═══ MATERIAL PROVIDED

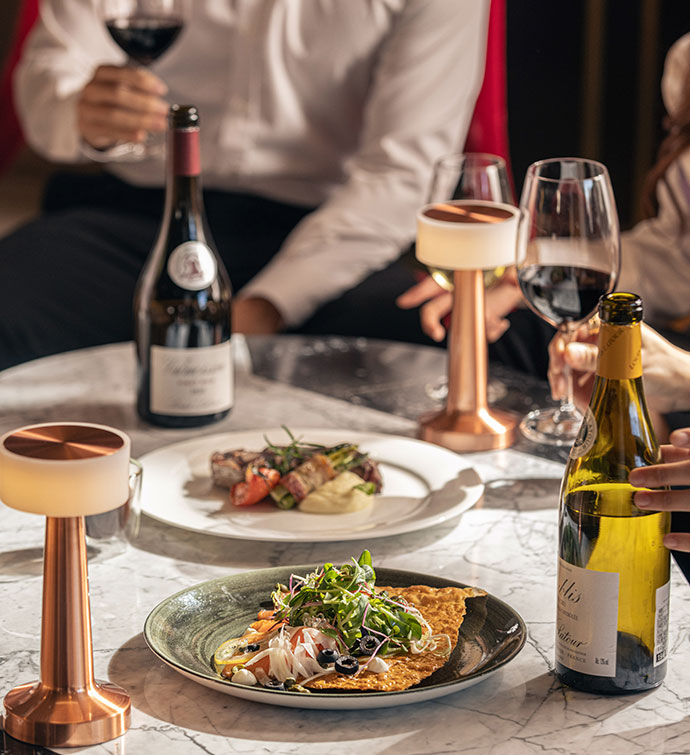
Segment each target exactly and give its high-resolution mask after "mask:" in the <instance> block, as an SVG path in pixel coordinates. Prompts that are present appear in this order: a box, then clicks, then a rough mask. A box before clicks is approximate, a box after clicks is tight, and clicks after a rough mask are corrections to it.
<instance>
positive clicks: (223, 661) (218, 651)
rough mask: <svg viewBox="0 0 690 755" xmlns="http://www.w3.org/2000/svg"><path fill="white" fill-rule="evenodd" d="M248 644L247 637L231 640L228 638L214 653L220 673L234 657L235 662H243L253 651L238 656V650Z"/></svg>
mask: <svg viewBox="0 0 690 755" xmlns="http://www.w3.org/2000/svg"><path fill="white" fill-rule="evenodd" d="M246 644H247V638H246V637H234V638H233V639H231V640H226V641H225V642H224V643H223V644H222V645H221V646H220V647H219V648H218V649H217V650H216V652H215V653H214V654H213V665H214V666H215V669H216V671H217V672H218V673H220V672H221V671H222V670H223V668H225V666H226V665H227V664H228V663H230V660H231V659H232V661H233V665H234V663H242V662H243V660H244V659H246V658H248V657H249V656H250V655H253V654H252V653H246V654H245V655H242V656H238V655H237V651H238V650H239V648H241V647H242V646H243V645H246Z"/></svg>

══════

**YOUR GOAL**
Rewrite the listing above as a two-column CSV with the header input,output. Give one row per request, with its text under input and its answer under output. Put each value in a single double-quoted field, replace line breaks with spaces, and leave the pictures out.

**RESPONSE BOX**
input,output
"Segment each target exactly and give its high-resolution mask after ""mask:"" in the <instance> block, as an SVG path in pixel coordinates. Prompts that are present appear in this order: a box, then clicks, then a rough mask. A box before clicks is approximate, a box after clicks is tight, and clicks after a rough mask are corrections to it. <instance> positive clicks: (223, 661) (218, 651) rough mask: <svg viewBox=""0 0 690 755"" xmlns=""http://www.w3.org/2000/svg""><path fill=""white"" fill-rule=""evenodd"" d=""M248 644L247 637L231 640L228 638L214 653L220 673L234 657L235 662H243L253 651L238 656V650Z""/></svg>","mask: <svg viewBox=""0 0 690 755"" xmlns=""http://www.w3.org/2000/svg""><path fill=""white"" fill-rule=""evenodd"" d=""M246 644H247V638H246V637H234V638H233V639H231V640H226V641H225V642H224V643H223V644H222V645H221V646H220V647H219V648H218V649H217V650H216V652H215V653H214V654H213V665H214V666H215V669H216V671H217V672H218V673H220V672H221V671H222V670H223V668H225V666H226V665H227V664H228V663H230V660H231V659H232V661H233V665H234V663H242V662H243V660H244V659H246V658H248V657H249V656H250V655H253V654H252V653H246V654H245V655H242V656H238V655H237V651H238V650H239V648H241V647H242V646H243V645H246Z""/></svg>"